Supreme Court Agrees to Hear Case to Determine Whether NLRA Preempts State Law Tort Claims


The U.S. Supreme Court agreed to hear a case in its coming term concerning whether an employer might bring a state law tort claim for property damage or whether such claims are preempted by the National Labor Relations Act (NLRA).  

In 2017, a work stoppage by 16 truck drivers for Glacier Northwest, Inc., doing business as CalPortland, resulted in the spoilage of 16 loads of cement. Glacier claimed the drivers who had walked off the job had coordinated with the Teamsters Local Union, No. 174 while it was negotiating a new collective bargaining agreement with the union.

Glacier brought suit against the union in Washington state court for torts related to the property damage it suffered due to the work stoppage and loss of usable cement in Glacier Nw., Inc. v. Int'l Bhd. of Teamsters Local Union No. 174, 500 P.3d 119 (2021). The union filed a motion to dismiss these tort claims as preempted by the NLRA, which the trial court granted. The Washington Court of Appeals reversed, holding that the intentional destruction of property during a work stoppage was not activity protected by the NLRA. The union appealed the issue to the Washington Supreme Court, which in turn reversed the appeals court, holding the trial court properly dismissed these claims as preempted by the NLRA since the damages were incidental to a strike “arguably subject” to federal law.

Following this decision, in May 2022, Glacier petitioned the U.S. Supreme Court for certiorari to review the decision of the Washington Supreme Court. In agreeing to hear this case, the U.S. Supreme Court has the chance to clarify what types of claims are not preempted by the NLRA. 

Federal Courts’ Interpretations of NLRA

The U.S. Supreme Court has long recognized that the NLRA preempts certain types of claims against unions and employees engaging in protected activity. This doctrine dates back to its decision in San Diego Building Trades Council v. Garmon, 359 U.S. 236 (1959). In Garmon, the court held the NLRA preempts state law claims that are based on conduct “arguably subject” to Section 7 (protecting concerted activities in collective bargaining) or Section 8 (prohibiting unfair labor practices) of the NLRA. This, however, carves out claims that qualify under the “local feeling” exception. Such claims are typically those that concern areas of law traditionally reserved to the states, such as tort law claims arising under state law.
----
▶ **Exercise objective**:
In the article on NLRA preemption, copy everything from "Following this decision, in" down to "preempted by the NLRA.", swapping "chance" for "opportunity".

▶ **Provided records**:
----
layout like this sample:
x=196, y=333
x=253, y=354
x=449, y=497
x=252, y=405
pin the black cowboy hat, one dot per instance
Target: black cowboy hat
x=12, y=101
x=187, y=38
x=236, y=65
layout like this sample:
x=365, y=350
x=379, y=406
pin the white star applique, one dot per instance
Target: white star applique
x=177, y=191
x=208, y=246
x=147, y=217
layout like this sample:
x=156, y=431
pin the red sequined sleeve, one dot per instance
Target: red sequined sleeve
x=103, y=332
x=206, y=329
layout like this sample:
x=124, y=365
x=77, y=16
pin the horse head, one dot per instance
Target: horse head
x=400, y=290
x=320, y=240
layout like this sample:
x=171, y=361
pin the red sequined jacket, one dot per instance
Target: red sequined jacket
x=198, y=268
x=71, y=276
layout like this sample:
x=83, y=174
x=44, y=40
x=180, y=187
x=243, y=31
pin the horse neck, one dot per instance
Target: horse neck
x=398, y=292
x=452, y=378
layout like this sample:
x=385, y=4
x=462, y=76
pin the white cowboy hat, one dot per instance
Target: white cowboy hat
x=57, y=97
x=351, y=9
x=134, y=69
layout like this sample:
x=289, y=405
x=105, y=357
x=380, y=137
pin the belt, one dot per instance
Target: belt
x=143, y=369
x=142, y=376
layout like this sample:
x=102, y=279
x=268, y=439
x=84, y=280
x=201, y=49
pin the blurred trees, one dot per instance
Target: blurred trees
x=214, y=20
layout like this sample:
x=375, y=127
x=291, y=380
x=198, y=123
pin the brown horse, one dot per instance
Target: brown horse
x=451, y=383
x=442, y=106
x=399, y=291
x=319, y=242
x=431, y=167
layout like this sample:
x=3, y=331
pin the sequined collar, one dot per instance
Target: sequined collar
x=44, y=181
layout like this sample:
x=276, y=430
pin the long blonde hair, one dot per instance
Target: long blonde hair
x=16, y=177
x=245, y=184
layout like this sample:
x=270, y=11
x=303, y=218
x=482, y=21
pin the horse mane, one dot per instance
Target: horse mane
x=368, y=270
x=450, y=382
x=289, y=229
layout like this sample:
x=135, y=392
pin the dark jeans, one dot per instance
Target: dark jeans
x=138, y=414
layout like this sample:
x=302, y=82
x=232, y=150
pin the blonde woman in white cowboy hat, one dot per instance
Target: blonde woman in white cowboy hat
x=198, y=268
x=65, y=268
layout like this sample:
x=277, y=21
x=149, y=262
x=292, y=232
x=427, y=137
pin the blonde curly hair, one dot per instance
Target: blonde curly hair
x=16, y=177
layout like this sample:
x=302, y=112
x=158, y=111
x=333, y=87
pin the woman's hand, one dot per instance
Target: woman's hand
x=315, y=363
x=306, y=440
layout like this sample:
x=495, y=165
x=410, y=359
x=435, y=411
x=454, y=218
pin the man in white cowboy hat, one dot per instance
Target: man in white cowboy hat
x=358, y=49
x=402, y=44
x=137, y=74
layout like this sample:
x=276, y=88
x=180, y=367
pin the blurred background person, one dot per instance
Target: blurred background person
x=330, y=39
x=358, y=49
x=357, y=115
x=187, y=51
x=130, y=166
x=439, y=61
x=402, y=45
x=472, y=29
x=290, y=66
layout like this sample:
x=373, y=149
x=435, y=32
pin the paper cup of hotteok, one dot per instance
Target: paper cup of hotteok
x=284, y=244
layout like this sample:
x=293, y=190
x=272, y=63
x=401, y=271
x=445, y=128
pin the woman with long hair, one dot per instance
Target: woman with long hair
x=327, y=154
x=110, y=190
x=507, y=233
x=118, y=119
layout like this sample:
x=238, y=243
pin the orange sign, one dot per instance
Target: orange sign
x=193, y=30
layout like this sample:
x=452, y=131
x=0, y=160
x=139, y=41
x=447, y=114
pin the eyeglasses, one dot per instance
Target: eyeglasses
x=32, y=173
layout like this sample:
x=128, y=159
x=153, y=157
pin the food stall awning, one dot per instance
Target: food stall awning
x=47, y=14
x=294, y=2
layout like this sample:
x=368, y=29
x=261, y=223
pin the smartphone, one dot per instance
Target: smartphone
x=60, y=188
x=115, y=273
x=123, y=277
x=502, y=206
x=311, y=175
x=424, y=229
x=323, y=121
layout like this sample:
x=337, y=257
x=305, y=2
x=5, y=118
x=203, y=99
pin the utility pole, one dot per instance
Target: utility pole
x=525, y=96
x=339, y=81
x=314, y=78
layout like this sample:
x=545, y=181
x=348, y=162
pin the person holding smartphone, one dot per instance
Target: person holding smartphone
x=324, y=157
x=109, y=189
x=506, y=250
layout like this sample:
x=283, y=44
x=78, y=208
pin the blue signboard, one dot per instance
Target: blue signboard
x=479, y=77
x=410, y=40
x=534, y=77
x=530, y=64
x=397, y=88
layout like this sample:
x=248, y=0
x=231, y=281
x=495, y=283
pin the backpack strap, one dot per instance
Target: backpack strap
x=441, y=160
----
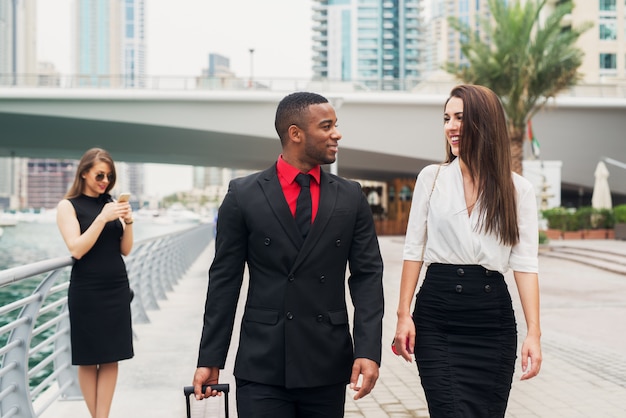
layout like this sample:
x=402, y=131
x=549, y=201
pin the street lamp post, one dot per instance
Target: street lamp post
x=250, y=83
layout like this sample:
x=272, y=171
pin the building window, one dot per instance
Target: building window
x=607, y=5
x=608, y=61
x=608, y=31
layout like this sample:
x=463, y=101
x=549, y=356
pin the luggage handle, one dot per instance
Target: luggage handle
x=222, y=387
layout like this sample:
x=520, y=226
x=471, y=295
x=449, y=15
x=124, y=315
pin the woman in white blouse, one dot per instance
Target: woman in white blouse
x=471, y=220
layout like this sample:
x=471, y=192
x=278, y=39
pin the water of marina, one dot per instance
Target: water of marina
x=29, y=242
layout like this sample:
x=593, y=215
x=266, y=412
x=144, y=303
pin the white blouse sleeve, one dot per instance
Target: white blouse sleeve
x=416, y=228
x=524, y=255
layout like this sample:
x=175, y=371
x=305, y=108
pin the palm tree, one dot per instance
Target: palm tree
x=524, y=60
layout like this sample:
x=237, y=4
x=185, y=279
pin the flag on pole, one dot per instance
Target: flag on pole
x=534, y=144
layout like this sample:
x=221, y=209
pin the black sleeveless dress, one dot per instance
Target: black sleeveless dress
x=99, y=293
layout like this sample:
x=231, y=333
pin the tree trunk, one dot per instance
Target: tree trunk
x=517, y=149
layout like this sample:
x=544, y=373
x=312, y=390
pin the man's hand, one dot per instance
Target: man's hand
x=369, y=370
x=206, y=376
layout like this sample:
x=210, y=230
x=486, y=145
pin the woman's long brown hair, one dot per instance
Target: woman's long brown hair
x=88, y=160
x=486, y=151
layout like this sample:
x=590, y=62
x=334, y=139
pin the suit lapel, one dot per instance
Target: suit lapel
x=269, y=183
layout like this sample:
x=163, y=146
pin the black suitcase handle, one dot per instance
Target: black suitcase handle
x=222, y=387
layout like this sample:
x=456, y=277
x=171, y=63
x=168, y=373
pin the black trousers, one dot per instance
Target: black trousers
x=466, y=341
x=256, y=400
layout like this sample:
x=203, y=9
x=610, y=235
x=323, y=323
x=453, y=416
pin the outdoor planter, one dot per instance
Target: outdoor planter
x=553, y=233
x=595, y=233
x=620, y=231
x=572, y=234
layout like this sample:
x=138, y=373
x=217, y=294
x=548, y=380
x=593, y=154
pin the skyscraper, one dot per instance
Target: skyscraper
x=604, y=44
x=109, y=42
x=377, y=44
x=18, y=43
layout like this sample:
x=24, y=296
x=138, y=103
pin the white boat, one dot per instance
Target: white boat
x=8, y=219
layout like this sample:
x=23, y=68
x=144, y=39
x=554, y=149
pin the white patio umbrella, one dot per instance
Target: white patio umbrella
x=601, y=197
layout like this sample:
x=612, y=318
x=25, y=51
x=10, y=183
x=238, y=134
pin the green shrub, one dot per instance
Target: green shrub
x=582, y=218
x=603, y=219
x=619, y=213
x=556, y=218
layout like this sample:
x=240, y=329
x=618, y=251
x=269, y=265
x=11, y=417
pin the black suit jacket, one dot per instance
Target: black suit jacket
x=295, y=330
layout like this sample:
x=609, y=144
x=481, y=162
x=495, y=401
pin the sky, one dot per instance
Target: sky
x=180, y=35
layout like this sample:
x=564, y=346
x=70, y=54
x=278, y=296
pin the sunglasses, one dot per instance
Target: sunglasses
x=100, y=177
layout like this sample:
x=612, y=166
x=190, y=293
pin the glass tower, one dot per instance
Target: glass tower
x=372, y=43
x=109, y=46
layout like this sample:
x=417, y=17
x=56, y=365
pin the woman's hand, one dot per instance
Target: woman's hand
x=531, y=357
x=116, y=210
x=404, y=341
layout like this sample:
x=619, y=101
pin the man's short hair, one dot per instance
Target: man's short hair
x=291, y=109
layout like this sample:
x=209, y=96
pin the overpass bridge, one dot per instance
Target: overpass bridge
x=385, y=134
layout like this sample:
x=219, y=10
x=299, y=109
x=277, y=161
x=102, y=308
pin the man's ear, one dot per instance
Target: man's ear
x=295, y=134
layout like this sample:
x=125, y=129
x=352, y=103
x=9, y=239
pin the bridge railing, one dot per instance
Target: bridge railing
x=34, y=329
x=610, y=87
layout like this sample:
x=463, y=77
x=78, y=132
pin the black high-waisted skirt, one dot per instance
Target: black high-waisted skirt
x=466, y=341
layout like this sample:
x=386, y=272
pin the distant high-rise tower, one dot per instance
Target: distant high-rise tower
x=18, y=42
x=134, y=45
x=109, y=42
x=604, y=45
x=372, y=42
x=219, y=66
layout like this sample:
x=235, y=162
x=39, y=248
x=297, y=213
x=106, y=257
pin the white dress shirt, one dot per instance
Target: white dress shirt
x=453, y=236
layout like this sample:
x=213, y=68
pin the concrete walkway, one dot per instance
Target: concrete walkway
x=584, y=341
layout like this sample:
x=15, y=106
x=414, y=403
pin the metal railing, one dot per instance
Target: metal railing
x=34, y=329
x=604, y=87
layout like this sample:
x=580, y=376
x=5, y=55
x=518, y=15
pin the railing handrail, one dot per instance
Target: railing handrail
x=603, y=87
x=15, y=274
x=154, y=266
----
▶ **Exercise solution**:
Following this decision, in May 2022, Glacier petitioned the U.S. Supreme Court for certiorari to review the decision of the Washington Supreme Court. In agreeing to hear this case, the U.S. Supreme Court has the opportunity to clarify what types of claims are not preempted by the NLRA.